* [TASK DIRECTIONS]:
Please write the next part of the piece on NCAA college football rule changes, picking up after its final sentence.

* [EXTRACT PROVIDED]:
# # # # #
(Smith Cameron Photography)
The NCAA might be smartening up with some rule changes.
Two rule amendments in college football could benefit Carolina and other college programs this season and they both make a lot of sense – for the good of the student-athlete.
The Tar Heels will have Ohio State transfer running back Antonio Williams eligible this season, after UNC applied for a waiver to the one-year red-shirt rule for transfers. Athletes who are unhappy at one school should be allowed to transfer without being penalized by having to sit out a season.
The rule was originally implemented, I guess, to keep schools from raiding other schools for players who either are sitting on the bench or homesick or whatever.
The NCAA might be worried that schools are paying players to transfer, and if that’s the case it should investigate it like recruiting and slap that school with a violation. If the transferring player is unhappy, he can go somewhere else.
The other rule I like is extending the number of games to four and still allow a player who has seen action to red-shirt. That is great for medical reasons, if a player gets hurt in his fourth game. But it also gives coaches a chance to see a player under fire before deciding whether he is ready or needs to be red-shirted.
# # # # #
* [SUPPLIED DATA]:
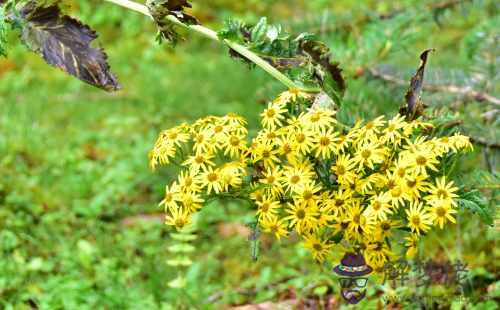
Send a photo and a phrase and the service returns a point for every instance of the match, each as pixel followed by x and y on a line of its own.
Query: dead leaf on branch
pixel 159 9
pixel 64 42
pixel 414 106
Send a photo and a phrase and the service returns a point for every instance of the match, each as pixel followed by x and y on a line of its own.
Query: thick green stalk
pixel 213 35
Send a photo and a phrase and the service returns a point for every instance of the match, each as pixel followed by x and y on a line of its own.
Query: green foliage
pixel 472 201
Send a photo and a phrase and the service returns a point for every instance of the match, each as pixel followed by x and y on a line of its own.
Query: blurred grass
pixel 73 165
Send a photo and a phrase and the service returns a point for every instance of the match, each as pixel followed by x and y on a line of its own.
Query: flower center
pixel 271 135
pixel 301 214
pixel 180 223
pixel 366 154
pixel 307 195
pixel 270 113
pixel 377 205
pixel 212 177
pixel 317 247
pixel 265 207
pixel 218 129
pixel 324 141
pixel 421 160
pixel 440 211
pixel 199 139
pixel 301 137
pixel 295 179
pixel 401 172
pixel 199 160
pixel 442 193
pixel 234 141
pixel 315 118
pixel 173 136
# # # # #
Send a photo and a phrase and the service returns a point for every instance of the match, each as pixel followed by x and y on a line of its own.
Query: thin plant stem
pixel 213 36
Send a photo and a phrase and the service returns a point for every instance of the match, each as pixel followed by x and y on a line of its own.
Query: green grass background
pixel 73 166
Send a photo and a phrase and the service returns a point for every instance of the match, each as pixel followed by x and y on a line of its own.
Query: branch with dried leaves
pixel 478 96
# # # # #
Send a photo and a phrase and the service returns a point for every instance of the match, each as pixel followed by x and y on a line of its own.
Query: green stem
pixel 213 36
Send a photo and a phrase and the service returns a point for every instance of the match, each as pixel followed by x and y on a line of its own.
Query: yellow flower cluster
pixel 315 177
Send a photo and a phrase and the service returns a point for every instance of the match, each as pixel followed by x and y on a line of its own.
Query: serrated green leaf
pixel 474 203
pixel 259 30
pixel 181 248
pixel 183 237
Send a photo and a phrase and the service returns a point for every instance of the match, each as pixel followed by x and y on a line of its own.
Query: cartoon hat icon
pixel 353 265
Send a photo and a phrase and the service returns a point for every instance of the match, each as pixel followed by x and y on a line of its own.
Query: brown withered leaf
# # # # #
* [REPLY TO THE EXERCISE]:
That may come into play this season for Larry Fedora, who frankly doesn’t know who is quarterback will be for various reasons from inexperience to lack of enough ability to possible NCAA suspensions for shoe-gate.
Fedora can test out a couple of freshmen, and if they need to go back to practice they can do so without losing a year. If Nathan Elliott gets hurt in the fourth game, he won’t lose the whole season. Who knows, someone might be serving a suspension and be reinstated just in time to take the place of an injured player who will now be red-shirted.
These are rules that make sense for the athletes, giving them the best chance to have a full experience in college if coaches pull off their red-shirts and they are still not ready. Who gets hurt in a situation like that? No one, and that’s what the NCAA should be aiming for – what’s best for the athlete.